** Given passage follows **
Impact Story: Building Adaptive Capacity in U.S. Veterans
November 9, 2017
The Rev. Dr. Chris Antal has many years of experience working with veterans. A veteran himself, he served as a U.S. Army chaplain in Afghanistan and now serves as a staff chaplain for the U.S. Department of Veterans Affairs as well as a Unitarian Universalist minister.
His Doctor of Ministry project focused on something near and dear to him. It was called Patient to Prophet: Building Adaptive Capacity in U.S. Veterans.
The project looked at how the Veterans Health Administration treats those with post-traumatic stress disorder (PTSD) and moral injury (MI) as "patients." The Rev. Dr. Antal worked to reframe that approach by creating a focused moral injury group for combat veterans that provided a "shared spiritual and moral community."
This group of six veterans met over three months in fall 2016. After the tenth meeting, the group hosted a "community healing ceremony" that included hospital staff, relatives, veterans and clergy, on the assumption that "morality arises in relationships, so the suffering that moral injury points to needs to be addressed in a group process."
** End of Given passage **
Task instructions →
[a] From the impact story, write out the passage starting at "Impact Story: Building" and ending at "in U.S. Veterans.".
[b] In the impact story, how many veterans were in the moral injury group, and how long did they meet?
** Data extracts follows **
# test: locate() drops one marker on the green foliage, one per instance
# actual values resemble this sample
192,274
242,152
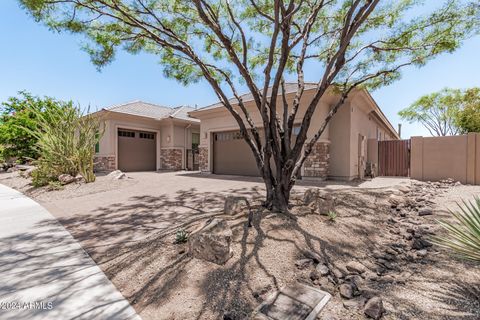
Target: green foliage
447,112
181,236
468,119
332,215
437,112
16,123
463,235
65,142
43,175
55,185
394,34
3,158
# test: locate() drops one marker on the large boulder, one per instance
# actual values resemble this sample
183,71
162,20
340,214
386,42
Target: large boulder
212,241
117,174
66,179
374,308
235,205
320,202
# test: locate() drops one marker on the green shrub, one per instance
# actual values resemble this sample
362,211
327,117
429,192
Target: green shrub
181,236
43,176
66,141
463,235
55,185
18,121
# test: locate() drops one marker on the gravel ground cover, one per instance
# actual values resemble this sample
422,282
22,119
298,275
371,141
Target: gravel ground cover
382,227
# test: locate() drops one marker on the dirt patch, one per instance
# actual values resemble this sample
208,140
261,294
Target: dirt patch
132,242
103,183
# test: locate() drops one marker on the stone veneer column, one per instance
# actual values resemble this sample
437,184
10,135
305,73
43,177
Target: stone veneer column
203,158
316,165
171,159
104,163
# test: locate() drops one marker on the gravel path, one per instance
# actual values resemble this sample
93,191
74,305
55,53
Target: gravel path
129,228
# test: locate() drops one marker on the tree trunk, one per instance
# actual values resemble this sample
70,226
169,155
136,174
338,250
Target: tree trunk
278,193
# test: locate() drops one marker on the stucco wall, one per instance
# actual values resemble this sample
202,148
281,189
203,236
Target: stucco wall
339,133
364,123
222,120
456,157
342,132
170,134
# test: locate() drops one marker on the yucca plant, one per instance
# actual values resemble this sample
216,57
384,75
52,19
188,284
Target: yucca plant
66,141
463,235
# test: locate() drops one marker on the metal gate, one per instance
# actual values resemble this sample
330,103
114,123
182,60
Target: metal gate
394,158
192,160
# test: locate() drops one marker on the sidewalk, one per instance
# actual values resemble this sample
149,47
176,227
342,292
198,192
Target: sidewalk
44,273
** End of Data extracts **
Answers given →
[a]
Impact Story: Building Adaptive Capacity in U.S. Veterans
November 9, 2017
The Rev. Dr. Chris Antal has many years of experience working with veterans. A veteran himself, he served as a U.S. Army chaplain in Afghanistan and now serves as a staff chaplain for the U.S. Department of Veterans Affairs as well as a Unitarian Universalist minister.
His Doctor of Ministry project focused on something near and dear to him. It was called Patient to Prophet: Building Adaptive Capacity in U.S. Veterans.

[b] Six veterans, meeting over three months in fall 2016.